The task:
Copy the stretch from the start of the items through the line containing "[(56, 404), (735, 475)]", replacing "tuples" with "pairs" throughout and leaving everything else unchanged.
* Begin *
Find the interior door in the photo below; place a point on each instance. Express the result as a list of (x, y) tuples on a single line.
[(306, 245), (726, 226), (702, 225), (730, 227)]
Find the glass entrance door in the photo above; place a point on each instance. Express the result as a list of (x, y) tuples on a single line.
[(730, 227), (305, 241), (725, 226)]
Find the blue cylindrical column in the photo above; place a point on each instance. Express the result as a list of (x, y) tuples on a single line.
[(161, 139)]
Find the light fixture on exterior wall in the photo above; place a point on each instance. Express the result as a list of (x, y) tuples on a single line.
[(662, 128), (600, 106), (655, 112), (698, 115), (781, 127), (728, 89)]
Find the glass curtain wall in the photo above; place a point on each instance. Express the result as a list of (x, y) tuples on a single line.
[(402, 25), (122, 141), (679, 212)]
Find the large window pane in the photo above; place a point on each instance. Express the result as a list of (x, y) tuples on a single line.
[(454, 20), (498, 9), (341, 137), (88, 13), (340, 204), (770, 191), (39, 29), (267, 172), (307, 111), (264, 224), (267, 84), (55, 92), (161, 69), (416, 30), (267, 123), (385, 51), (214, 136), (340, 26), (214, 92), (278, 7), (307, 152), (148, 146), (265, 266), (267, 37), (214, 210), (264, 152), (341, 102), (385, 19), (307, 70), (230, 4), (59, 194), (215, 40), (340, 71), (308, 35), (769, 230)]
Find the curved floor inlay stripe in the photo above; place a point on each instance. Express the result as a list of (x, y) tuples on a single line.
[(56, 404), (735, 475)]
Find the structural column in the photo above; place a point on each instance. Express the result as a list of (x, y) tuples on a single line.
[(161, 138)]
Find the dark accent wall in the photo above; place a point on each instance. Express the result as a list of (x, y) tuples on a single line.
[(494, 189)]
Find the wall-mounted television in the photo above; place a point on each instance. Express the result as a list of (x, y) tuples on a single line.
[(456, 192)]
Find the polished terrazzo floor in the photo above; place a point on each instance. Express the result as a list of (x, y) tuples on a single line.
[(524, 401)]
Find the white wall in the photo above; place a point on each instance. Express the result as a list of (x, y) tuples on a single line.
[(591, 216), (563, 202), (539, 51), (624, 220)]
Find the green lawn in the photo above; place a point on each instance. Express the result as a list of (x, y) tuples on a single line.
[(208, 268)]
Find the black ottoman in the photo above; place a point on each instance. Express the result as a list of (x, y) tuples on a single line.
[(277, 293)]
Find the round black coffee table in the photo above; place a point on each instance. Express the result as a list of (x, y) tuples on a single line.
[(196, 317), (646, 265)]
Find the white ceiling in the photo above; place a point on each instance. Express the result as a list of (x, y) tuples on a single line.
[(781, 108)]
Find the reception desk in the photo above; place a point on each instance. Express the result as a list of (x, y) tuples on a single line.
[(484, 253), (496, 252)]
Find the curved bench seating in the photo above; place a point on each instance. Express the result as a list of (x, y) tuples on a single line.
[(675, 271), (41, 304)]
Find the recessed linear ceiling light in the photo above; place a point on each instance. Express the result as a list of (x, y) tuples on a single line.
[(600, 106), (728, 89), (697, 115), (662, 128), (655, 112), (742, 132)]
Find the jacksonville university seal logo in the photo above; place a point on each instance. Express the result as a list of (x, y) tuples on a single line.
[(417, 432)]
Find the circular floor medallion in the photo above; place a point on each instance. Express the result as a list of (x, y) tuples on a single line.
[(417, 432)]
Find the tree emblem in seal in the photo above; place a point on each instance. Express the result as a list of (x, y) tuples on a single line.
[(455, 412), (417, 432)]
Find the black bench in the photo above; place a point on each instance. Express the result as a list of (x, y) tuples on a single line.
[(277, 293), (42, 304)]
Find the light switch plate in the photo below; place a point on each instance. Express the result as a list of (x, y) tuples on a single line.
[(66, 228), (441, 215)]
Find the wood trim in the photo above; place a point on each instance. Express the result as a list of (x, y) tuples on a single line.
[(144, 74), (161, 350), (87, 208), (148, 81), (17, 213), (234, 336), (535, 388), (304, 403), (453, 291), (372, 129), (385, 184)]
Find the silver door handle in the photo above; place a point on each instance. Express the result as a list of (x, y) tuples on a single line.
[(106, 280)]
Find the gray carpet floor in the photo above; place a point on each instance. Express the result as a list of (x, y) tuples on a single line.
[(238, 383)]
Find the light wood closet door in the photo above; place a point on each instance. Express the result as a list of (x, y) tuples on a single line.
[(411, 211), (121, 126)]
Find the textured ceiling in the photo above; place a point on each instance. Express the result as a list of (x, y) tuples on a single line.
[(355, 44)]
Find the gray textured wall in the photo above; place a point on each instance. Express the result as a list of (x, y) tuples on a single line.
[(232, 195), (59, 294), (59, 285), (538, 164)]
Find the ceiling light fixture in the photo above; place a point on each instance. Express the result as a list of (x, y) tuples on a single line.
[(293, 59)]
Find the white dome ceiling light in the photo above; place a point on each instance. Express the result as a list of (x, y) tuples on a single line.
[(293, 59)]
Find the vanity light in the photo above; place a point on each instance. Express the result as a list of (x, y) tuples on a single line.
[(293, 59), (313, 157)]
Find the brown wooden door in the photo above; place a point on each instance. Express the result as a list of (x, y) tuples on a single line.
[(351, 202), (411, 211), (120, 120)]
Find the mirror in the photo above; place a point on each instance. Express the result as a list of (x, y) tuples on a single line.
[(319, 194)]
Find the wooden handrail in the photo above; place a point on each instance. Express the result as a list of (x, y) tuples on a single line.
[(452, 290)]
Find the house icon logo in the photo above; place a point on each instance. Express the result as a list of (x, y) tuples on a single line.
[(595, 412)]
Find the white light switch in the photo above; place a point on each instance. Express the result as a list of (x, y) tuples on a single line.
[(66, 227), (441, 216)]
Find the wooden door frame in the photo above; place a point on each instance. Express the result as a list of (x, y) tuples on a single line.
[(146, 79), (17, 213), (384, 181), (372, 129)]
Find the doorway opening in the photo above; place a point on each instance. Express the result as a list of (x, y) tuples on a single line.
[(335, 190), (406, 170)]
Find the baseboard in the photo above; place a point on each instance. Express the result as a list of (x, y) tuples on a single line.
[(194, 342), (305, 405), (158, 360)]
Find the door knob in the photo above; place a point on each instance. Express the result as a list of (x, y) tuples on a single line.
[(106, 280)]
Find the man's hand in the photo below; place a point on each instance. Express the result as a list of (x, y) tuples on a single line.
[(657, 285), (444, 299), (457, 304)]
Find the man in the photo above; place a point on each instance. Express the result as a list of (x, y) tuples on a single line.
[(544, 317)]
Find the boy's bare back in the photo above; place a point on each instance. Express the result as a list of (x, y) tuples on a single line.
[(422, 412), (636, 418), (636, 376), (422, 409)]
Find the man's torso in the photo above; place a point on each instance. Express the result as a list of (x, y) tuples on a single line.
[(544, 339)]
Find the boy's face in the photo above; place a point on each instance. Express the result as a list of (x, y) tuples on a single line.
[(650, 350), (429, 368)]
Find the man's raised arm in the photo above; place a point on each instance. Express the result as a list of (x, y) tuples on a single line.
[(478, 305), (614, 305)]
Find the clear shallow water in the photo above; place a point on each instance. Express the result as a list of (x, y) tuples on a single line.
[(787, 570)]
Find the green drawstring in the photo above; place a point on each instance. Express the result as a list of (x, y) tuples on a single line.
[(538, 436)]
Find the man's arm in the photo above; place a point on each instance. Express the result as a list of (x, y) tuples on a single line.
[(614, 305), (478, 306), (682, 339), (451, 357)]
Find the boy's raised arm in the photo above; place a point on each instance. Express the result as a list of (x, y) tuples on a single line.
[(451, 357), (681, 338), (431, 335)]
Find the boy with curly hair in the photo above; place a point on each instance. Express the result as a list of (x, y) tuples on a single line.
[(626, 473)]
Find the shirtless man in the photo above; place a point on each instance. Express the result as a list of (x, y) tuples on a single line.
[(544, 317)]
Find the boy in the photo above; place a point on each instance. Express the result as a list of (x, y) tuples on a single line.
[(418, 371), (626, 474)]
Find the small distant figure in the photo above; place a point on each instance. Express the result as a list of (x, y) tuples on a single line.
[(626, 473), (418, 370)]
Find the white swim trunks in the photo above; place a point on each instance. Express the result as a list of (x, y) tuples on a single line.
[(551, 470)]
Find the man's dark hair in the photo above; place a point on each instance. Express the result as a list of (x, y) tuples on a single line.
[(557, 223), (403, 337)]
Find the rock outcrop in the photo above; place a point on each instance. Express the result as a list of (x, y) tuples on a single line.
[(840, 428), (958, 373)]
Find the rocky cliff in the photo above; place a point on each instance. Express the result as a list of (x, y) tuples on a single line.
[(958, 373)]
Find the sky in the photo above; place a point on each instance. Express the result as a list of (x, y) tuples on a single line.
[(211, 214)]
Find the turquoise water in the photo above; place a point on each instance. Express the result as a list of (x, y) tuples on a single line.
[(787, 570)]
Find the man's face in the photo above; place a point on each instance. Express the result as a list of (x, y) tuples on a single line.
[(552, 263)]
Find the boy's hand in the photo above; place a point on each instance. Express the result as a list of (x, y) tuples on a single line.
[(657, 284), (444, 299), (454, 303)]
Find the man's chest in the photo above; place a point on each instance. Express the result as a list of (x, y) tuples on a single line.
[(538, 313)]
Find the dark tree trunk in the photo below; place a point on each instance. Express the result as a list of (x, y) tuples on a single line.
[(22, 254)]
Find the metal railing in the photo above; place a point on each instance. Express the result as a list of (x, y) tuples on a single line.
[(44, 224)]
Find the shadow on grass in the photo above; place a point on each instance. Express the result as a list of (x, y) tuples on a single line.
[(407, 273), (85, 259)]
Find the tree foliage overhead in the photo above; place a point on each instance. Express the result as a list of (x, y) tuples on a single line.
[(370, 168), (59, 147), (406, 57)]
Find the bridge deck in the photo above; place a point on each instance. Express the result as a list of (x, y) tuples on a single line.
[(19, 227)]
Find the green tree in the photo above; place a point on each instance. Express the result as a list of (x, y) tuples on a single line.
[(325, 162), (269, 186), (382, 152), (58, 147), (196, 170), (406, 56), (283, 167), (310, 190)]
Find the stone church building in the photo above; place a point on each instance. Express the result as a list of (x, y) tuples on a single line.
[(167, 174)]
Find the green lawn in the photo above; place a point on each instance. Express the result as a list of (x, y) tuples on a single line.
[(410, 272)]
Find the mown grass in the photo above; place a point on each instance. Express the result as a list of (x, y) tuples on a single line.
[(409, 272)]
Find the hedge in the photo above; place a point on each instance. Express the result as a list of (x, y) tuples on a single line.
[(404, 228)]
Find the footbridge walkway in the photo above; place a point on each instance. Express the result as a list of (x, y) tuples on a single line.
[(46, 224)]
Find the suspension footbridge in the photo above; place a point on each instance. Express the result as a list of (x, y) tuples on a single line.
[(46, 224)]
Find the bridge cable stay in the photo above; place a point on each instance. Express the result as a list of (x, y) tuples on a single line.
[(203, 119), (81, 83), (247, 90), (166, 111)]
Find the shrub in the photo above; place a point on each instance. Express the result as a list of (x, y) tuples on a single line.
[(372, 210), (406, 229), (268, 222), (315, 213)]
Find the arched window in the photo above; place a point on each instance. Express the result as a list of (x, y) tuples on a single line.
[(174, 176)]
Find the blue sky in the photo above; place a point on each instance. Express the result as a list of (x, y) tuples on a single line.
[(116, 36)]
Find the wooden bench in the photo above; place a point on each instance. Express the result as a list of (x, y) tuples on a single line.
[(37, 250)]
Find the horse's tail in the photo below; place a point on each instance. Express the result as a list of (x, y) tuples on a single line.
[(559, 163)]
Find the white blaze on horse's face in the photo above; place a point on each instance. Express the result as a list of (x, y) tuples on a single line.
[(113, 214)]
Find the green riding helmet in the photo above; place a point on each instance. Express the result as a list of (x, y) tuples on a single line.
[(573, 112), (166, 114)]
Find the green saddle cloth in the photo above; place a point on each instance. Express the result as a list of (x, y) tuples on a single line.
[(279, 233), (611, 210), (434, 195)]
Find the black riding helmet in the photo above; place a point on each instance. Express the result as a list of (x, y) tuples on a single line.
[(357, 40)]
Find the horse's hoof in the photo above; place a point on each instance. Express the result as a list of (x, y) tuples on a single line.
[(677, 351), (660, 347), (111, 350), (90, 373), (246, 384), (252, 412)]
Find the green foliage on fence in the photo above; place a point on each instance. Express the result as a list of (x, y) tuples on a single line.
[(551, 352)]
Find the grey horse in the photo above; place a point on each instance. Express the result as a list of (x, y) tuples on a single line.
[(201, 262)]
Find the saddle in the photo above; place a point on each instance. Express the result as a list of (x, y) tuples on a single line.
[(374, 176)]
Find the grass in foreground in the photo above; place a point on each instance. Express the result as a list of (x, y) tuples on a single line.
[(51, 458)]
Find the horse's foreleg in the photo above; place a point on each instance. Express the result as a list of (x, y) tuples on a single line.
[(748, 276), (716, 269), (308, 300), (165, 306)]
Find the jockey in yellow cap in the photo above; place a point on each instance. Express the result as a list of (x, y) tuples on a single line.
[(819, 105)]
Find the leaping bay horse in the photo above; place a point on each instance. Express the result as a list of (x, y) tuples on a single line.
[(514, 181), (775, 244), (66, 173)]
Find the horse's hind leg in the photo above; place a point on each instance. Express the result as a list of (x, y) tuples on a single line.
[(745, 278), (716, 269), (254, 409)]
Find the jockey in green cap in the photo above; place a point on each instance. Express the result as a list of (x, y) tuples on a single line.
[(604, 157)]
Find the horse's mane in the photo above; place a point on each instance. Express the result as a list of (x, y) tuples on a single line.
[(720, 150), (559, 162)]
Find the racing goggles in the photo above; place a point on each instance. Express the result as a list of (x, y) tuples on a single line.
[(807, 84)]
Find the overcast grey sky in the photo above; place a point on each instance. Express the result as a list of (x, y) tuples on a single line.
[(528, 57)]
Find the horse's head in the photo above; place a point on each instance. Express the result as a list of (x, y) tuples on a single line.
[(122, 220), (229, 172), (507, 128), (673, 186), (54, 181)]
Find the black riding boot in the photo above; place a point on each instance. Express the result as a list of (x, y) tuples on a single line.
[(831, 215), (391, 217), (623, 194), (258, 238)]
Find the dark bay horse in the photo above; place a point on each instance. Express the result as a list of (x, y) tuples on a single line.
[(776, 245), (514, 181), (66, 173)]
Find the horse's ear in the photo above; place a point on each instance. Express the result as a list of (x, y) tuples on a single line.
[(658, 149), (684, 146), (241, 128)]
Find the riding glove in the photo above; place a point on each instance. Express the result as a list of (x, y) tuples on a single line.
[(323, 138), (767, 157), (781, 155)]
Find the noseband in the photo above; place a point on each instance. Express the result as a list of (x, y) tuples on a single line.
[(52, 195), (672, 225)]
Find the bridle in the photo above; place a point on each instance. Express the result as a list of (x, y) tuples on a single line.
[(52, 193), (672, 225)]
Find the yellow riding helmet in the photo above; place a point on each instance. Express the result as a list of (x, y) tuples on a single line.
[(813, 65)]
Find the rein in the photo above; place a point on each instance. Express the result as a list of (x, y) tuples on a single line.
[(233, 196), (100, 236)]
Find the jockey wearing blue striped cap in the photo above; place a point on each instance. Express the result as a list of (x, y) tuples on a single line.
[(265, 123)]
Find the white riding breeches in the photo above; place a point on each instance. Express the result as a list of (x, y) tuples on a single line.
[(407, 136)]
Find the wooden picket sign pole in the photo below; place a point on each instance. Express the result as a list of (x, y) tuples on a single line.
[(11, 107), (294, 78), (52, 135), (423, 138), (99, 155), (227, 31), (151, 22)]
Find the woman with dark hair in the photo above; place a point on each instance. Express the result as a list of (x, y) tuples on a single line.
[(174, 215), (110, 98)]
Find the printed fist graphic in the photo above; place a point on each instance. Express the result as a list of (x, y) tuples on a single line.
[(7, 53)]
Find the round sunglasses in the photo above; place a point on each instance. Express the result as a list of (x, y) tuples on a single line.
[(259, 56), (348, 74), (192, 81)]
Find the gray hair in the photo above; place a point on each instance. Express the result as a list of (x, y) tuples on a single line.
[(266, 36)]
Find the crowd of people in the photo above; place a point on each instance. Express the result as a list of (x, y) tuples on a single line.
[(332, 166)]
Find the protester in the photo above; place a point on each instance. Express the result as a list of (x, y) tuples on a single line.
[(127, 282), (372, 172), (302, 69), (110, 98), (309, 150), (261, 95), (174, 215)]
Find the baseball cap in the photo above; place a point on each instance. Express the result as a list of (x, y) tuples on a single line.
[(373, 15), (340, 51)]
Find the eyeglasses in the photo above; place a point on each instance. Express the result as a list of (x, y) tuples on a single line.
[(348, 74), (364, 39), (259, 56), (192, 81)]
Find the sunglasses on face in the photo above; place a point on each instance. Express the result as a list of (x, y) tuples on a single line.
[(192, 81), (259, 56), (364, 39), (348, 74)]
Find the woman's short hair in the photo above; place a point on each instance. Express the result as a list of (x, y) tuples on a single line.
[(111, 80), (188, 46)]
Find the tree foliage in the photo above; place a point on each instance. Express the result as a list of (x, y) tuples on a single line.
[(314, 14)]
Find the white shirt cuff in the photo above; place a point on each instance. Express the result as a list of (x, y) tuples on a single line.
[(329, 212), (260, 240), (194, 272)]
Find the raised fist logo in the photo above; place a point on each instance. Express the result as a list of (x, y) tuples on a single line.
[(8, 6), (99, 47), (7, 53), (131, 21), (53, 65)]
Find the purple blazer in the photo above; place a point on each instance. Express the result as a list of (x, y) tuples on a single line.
* End *
Answer for this exercise:
Find the interior door in the photo below; place a point on each instance. Express the result as a list of (x, y) pairs on a single line.
[(306, 245), (726, 226), (702, 225), (730, 227)]
Find the glass entrance door in the photo above; place a point on each instance. Express the result as a list of (x, y) pairs on a single line.
[(730, 227), (305, 241), (725, 226)]
Find the blue cylindrical column in the photo above; place a point on each instance. Express the result as a list of (x, y) pairs on a single line.
[(161, 139)]
Find the light fixture on exterior wall in the photo above; place a point on each instance. Express the result as a list of (x, y) pairs on a single line.
[(662, 128), (600, 106), (655, 112), (698, 115), (781, 127), (728, 89)]
Find the glass curtain wall in the photo above; place a point on each instance. Express the result as a list of (x, y) pairs on a single line.
[(402, 25), (122, 141), (679, 212)]
Find the large window pane in the photo above; place a point on each instance. Express the result as a list of (x, y) pairs on a single line.
[(454, 20), (498, 9), (341, 137), (88, 13), (340, 204), (770, 191), (39, 29), (267, 172), (307, 111), (264, 224), (267, 84), (55, 92), (161, 69), (416, 30), (267, 123), (385, 51), (214, 136), (340, 26), (214, 92), (278, 7), (307, 152), (148, 146), (265, 266), (267, 37), (214, 210), (264, 152), (341, 102), (385, 19), (307, 70), (230, 4), (59, 194), (215, 40), (340, 71), (308, 35), (769, 230)]
Find the curved floor inlay stripe in the photo above; place a point on each instance. Express the result as a list of (x, y) pairs on a single line.
[(56, 404), (735, 475)]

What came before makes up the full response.